## Written instruction
Rewrite each of the records below as a JSON list of strings, one string per line, leaving out any blank lines.

## Supplied records
** start **
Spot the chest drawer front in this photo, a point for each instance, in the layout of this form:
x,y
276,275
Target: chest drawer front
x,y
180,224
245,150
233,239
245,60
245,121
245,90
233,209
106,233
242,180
** end **
## Answer in full
[
  "Spot the chest drawer front in this photo, a point for each instance, in the layout of this form:",
  "x,y",
  "276,275",
  "Target: chest drawer front",
  "x,y",
  "180,224",
  "245,150",
  "233,239",
  "245,60",
  "245,121",
  "245,90",
  "233,209",
  "106,233",
  "242,180"
]